Problem details » Return these lines verbatim, from the start of the lines through the line containing "point(627, 173)", both ends included. Omit the pictures from your answer.

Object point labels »
• • • •

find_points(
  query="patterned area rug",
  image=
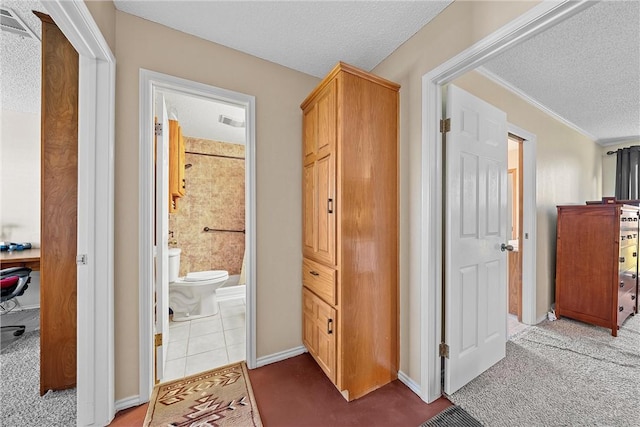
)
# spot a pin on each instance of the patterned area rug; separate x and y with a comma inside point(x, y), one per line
point(221, 397)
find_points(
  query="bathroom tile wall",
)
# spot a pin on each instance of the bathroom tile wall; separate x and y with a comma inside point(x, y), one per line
point(214, 198)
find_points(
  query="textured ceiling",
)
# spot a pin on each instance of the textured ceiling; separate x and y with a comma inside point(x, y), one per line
point(308, 36)
point(20, 61)
point(199, 117)
point(585, 69)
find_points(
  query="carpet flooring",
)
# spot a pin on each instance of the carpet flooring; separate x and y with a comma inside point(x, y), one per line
point(562, 373)
point(20, 400)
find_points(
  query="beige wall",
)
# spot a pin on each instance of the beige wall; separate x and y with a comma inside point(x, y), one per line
point(278, 91)
point(609, 167)
point(104, 13)
point(568, 170)
point(457, 28)
point(20, 187)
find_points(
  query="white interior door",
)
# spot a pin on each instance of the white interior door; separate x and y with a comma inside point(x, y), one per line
point(162, 239)
point(476, 227)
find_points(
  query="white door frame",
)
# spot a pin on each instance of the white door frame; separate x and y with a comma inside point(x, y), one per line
point(529, 227)
point(96, 109)
point(429, 252)
point(149, 82)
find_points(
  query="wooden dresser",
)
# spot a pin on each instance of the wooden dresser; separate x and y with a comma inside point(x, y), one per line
point(597, 263)
point(350, 229)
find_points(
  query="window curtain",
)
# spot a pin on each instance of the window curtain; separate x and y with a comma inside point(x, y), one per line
point(627, 173)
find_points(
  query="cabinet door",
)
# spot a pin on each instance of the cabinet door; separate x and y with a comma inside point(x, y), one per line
point(319, 335)
point(319, 177)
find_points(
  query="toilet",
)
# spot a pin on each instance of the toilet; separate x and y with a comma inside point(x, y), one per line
point(194, 295)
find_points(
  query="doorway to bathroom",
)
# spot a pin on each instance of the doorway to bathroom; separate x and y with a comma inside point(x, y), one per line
point(198, 296)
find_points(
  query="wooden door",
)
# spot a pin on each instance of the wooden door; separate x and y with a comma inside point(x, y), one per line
point(476, 227)
point(319, 178)
point(59, 199)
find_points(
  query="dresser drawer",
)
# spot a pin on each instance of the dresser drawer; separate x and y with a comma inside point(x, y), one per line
point(627, 281)
point(628, 238)
point(628, 258)
point(319, 279)
point(626, 305)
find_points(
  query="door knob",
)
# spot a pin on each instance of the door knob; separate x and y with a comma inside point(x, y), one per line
point(504, 247)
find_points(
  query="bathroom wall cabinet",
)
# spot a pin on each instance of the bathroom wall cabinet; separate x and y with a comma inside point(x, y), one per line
point(350, 229)
point(176, 164)
point(597, 263)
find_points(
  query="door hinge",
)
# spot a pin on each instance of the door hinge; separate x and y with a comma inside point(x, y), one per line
point(445, 125)
point(444, 350)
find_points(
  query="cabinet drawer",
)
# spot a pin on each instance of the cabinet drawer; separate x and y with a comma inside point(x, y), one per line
point(320, 279)
point(319, 332)
point(627, 281)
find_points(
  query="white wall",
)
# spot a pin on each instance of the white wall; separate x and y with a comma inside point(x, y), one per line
point(20, 187)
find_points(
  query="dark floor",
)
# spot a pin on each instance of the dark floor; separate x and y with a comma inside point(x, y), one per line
point(295, 393)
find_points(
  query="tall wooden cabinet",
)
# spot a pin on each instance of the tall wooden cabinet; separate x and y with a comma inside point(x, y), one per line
point(350, 229)
point(176, 165)
point(597, 263)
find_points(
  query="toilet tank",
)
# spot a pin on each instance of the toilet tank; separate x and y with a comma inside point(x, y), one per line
point(174, 264)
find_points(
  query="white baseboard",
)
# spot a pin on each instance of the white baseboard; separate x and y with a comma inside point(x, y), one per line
point(278, 357)
point(413, 386)
point(128, 402)
point(231, 292)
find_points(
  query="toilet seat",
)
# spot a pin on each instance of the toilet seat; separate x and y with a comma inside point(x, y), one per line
point(199, 276)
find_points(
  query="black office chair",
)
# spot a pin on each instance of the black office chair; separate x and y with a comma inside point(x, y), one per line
point(13, 282)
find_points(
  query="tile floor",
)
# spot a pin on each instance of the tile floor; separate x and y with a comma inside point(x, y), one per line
point(514, 327)
point(202, 344)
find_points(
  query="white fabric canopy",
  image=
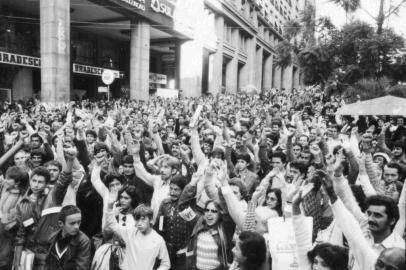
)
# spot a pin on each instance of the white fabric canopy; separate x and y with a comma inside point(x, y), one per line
point(387, 105)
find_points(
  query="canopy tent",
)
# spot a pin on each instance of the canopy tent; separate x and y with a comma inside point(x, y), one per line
point(387, 105)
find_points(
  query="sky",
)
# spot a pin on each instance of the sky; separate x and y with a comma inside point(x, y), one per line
point(368, 8)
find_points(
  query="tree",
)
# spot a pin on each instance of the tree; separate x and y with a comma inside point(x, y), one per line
point(316, 65)
point(348, 5)
point(383, 15)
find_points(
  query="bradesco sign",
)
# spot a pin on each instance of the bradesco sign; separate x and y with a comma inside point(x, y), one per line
point(166, 7)
point(19, 60)
point(97, 71)
point(138, 4)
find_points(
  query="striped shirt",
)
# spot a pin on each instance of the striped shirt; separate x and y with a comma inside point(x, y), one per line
point(206, 254)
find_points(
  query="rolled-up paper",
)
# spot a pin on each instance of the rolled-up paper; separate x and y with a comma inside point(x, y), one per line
point(195, 116)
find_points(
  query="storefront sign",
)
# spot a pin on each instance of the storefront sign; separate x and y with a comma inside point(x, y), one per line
point(166, 7)
point(157, 78)
point(138, 4)
point(20, 60)
point(97, 71)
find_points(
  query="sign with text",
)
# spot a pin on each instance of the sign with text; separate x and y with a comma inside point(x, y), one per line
point(19, 60)
point(138, 4)
point(157, 78)
point(97, 71)
point(166, 7)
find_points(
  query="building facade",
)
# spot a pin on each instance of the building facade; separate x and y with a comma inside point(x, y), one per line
point(59, 49)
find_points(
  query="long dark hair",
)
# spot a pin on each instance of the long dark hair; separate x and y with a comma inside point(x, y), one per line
point(278, 194)
point(335, 257)
point(253, 248)
point(219, 209)
point(133, 193)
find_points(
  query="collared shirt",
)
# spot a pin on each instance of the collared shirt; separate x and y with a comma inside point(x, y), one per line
point(393, 240)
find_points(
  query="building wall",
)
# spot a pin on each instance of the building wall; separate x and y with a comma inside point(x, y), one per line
point(246, 35)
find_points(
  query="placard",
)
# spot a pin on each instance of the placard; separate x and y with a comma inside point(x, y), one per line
point(282, 243)
point(19, 60)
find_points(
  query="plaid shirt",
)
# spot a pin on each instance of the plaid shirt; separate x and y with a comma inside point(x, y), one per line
point(314, 204)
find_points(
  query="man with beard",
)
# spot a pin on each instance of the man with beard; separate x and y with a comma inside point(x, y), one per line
point(69, 247)
point(379, 220)
point(399, 155)
point(144, 190)
point(39, 142)
point(175, 222)
point(168, 167)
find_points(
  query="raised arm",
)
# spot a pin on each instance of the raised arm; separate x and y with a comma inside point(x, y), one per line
point(400, 225)
point(97, 182)
point(302, 236)
point(134, 149)
point(363, 252)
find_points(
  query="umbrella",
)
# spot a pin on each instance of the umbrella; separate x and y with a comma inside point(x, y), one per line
point(387, 105)
point(250, 89)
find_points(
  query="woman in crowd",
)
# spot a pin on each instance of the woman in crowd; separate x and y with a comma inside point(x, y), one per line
point(249, 252)
point(323, 256)
point(210, 244)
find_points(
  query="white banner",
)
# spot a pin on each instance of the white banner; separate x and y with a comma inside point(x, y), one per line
point(19, 60)
point(282, 243)
point(97, 71)
point(157, 78)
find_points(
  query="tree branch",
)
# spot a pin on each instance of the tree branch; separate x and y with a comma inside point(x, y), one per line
point(395, 9)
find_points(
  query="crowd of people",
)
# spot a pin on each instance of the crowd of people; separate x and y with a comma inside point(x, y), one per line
point(228, 181)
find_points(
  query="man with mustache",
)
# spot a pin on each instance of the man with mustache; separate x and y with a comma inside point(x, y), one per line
point(380, 219)
point(69, 247)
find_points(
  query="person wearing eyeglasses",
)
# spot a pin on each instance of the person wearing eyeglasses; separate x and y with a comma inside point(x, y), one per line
point(210, 244)
point(144, 246)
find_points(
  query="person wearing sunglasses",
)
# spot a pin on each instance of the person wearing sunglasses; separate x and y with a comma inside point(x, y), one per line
point(210, 244)
point(145, 248)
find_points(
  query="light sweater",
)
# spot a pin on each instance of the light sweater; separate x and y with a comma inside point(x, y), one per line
point(206, 252)
point(141, 250)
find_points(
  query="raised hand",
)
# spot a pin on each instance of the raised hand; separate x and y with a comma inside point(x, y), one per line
point(258, 193)
point(315, 150)
point(133, 148)
point(366, 142)
point(70, 153)
point(328, 185)
point(112, 199)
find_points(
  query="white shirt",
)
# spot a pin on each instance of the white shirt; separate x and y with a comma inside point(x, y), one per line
point(141, 250)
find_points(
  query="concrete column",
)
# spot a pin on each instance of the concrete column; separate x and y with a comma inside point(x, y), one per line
point(277, 78)
point(287, 81)
point(232, 66)
point(252, 61)
point(216, 59)
point(267, 72)
point(191, 68)
point(139, 60)
point(296, 79)
point(259, 55)
point(22, 84)
point(231, 75)
point(55, 50)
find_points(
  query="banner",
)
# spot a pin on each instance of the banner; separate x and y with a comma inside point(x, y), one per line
point(97, 71)
point(138, 4)
point(165, 7)
point(19, 60)
point(282, 243)
point(157, 78)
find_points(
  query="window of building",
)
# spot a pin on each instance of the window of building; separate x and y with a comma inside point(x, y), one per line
point(242, 44)
point(227, 33)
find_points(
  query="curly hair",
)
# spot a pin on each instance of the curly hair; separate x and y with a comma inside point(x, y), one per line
point(335, 257)
point(253, 248)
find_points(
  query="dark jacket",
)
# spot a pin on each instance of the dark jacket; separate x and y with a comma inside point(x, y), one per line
point(36, 221)
point(222, 234)
point(76, 257)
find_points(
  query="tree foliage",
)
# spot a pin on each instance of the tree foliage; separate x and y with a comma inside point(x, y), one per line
point(356, 52)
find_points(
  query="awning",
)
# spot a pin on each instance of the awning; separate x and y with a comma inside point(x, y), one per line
point(387, 105)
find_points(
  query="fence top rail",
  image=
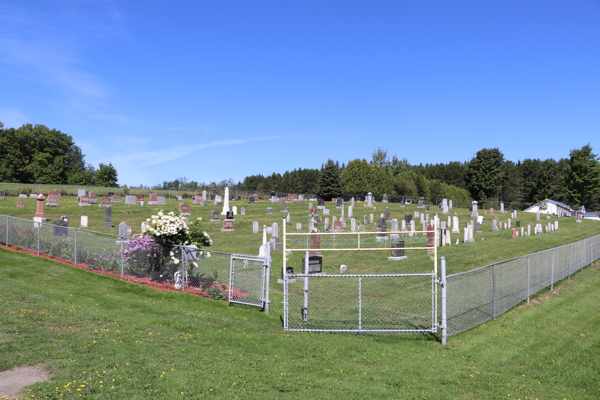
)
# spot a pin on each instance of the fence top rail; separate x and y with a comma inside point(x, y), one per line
point(430, 274)
point(128, 238)
point(355, 233)
point(516, 258)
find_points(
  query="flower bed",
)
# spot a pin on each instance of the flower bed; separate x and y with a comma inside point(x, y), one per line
point(148, 281)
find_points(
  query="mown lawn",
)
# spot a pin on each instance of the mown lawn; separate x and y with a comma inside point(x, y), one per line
point(104, 338)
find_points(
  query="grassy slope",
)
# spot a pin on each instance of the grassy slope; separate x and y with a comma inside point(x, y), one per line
point(121, 340)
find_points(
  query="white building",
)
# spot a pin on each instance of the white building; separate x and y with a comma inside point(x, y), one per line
point(552, 207)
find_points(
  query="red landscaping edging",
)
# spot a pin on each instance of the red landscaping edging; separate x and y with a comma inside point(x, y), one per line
point(168, 287)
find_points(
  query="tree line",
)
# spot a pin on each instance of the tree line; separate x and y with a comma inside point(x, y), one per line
point(37, 154)
point(487, 176)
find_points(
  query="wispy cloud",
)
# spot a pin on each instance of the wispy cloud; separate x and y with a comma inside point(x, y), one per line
point(13, 118)
point(51, 51)
point(147, 159)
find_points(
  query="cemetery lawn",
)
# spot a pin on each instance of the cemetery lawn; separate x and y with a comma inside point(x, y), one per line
point(104, 338)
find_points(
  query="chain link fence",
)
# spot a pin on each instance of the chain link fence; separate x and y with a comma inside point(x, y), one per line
point(484, 293)
point(359, 303)
point(225, 276)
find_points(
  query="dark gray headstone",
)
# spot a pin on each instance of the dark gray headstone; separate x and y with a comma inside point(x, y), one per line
point(108, 217)
point(315, 264)
point(398, 245)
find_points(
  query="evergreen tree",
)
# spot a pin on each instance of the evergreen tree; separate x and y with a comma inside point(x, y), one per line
point(484, 174)
point(582, 177)
point(329, 182)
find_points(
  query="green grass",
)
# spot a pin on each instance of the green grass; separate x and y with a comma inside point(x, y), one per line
point(125, 341)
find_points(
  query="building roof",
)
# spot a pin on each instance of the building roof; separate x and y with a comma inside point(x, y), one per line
point(557, 203)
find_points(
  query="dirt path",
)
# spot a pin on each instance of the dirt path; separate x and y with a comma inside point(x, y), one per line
point(12, 381)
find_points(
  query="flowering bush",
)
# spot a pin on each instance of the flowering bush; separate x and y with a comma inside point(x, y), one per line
point(167, 230)
point(142, 256)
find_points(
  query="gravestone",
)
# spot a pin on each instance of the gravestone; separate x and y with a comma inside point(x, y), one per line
point(52, 200)
point(84, 201)
point(123, 230)
point(315, 264)
point(108, 216)
point(61, 228)
point(494, 226)
point(228, 224)
point(474, 213)
point(369, 199)
point(184, 210)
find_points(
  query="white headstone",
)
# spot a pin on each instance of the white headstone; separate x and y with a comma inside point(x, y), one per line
point(226, 202)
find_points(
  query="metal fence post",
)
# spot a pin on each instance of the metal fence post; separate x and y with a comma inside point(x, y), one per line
point(122, 255)
point(75, 245)
point(552, 272)
point(569, 261)
point(359, 301)
point(305, 309)
point(494, 291)
point(267, 276)
point(443, 284)
point(231, 272)
point(183, 268)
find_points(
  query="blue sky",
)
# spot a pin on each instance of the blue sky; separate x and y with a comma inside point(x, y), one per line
point(212, 90)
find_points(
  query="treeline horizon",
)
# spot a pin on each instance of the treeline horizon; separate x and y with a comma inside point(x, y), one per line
point(35, 154)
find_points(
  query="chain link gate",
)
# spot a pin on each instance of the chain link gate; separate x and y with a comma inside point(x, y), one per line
point(399, 303)
point(237, 278)
point(393, 303)
point(247, 280)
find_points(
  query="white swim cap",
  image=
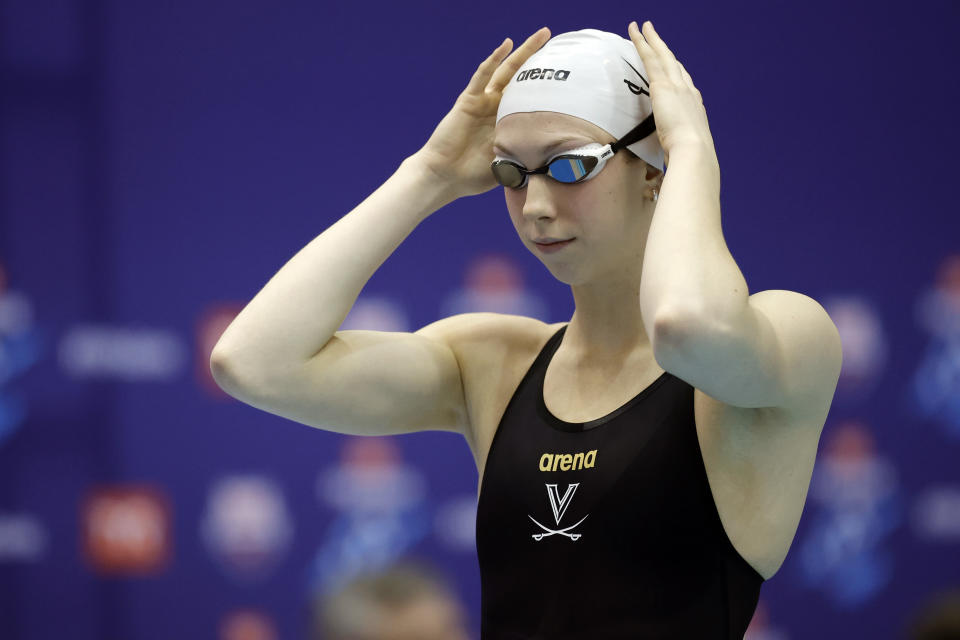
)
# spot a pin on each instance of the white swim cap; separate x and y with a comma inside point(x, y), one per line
point(590, 74)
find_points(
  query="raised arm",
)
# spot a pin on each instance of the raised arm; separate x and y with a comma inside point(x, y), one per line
point(283, 352)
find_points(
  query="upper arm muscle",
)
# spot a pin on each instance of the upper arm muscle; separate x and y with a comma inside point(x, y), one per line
point(783, 352)
point(369, 383)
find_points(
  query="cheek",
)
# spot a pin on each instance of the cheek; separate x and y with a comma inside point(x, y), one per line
point(514, 201)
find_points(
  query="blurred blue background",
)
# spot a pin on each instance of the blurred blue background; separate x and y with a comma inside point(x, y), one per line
point(160, 161)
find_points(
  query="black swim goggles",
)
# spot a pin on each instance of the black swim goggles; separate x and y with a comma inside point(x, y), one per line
point(570, 167)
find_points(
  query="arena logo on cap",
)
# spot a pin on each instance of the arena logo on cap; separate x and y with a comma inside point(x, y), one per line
point(543, 74)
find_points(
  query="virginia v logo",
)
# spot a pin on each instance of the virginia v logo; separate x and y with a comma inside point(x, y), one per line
point(559, 506)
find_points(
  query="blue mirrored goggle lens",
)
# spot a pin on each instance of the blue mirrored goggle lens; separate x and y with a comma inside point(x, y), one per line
point(571, 169)
point(565, 169)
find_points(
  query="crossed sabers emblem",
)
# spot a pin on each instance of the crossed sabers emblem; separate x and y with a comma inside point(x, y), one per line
point(559, 508)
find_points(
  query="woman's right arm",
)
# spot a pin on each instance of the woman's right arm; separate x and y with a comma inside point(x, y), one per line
point(283, 352)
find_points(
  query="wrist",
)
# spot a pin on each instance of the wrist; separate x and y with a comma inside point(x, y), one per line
point(427, 182)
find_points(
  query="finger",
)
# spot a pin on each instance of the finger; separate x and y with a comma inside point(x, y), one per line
point(668, 62)
point(512, 64)
point(482, 75)
point(650, 58)
point(689, 80)
point(656, 42)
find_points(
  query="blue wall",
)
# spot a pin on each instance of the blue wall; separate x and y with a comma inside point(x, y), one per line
point(159, 162)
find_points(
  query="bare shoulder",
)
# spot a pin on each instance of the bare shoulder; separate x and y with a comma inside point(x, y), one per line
point(485, 335)
point(493, 351)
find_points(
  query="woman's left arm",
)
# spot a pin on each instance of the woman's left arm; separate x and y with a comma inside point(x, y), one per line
point(774, 348)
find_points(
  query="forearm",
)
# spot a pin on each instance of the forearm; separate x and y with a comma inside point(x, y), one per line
point(300, 308)
point(689, 277)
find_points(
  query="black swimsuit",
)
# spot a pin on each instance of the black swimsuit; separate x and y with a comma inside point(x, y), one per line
point(607, 529)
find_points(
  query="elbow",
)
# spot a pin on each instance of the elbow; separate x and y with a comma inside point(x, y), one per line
point(222, 371)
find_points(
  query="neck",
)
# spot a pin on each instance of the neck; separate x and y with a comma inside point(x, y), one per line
point(607, 325)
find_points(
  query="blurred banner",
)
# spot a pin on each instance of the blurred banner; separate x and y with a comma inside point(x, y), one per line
point(159, 162)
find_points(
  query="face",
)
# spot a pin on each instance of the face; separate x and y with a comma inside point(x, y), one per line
point(608, 216)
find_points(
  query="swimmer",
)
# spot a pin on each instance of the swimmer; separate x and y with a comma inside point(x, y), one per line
point(642, 467)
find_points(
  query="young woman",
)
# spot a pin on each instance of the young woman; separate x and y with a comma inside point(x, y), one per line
point(642, 467)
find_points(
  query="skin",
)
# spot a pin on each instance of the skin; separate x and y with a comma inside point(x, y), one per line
point(609, 215)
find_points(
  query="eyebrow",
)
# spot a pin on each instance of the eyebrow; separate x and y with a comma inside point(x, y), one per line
point(546, 150)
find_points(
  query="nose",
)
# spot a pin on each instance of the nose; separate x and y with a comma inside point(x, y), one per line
point(539, 200)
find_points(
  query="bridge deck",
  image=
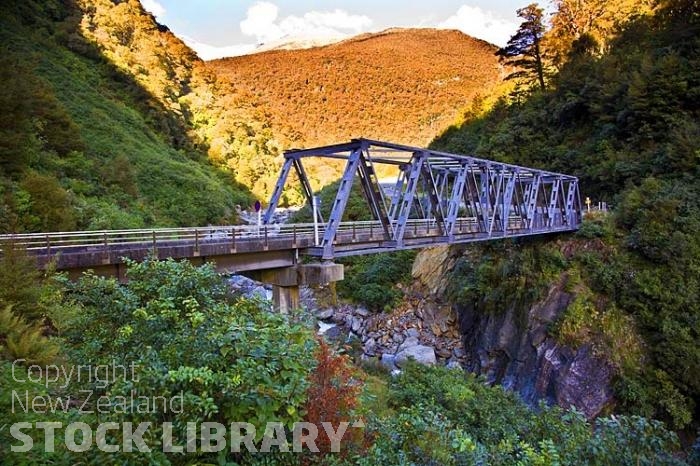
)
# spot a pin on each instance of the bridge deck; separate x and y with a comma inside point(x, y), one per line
point(241, 248)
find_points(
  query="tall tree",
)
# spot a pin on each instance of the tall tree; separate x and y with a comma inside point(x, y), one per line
point(599, 20)
point(524, 49)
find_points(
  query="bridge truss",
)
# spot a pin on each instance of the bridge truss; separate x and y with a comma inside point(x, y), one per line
point(439, 190)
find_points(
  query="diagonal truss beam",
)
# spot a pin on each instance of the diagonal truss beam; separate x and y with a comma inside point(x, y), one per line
point(493, 199)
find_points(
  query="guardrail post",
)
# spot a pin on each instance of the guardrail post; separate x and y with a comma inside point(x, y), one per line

• • • •

Solution for this task »
find_points(
  query="patterned area rug",
  image=
)
# spot a pin on each instance of the patterned area rug; separate x and y with a comma inside point(x, y), one per line
point(221, 397)
find_points(
  query="bathroom tile wall",
)
# spot a pin on each instance of the bathroom tile wall; separate x and y with a comma inside point(x, y), one per line
point(214, 198)
find_points(
  query="textured ceiling",
)
# spot a pin on each instance of the textured ceiling; separate x and y with a comma inside point(x, y), one per line
point(308, 36)
point(20, 61)
point(199, 117)
point(585, 69)
find_points(
  query="carpet flooring",
)
# spot a pin on each instance of the carpet flooring; separate x and y with a comma inside point(x, y), one per line
point(562, 373)
point(20, 400)
find_points(
  query="beige wall",
)
# spot a pin on each instance of the beige wall; separate x and y with a comma inside point(x, y), one per line
point(278, 91)
point(609, 167)
point(104, 13)
point(568, 170)
point(457, 28)
point(20, 187)
find_points(
  query="white interior door",
)
# spot a pin on each instance of the white interior door; separate x and y with a comma inside point(x, y), one per line
point(162, 239)
point(476, 227)
find_points(
  query="white door frame",
)
# spot a pin on each instance of the white door frame; separate x and y with a comma inside point(x, y), one per line
point(529, 227)
point(96, 109)
point(429, 252)
point(149, 82)
find_points(
  query="wooden dresser",
)
# spot a pin on each instance of the wooden dresser; separate x and y with a comma inside point(x, y), one per line
point(597, 263)
point(350, 229)
find_points(
  query="window curtain",
)
# spot a pin on each instance of the window curtain; separate x and y with a comma inside point(x, y), one per line
point(627, 173)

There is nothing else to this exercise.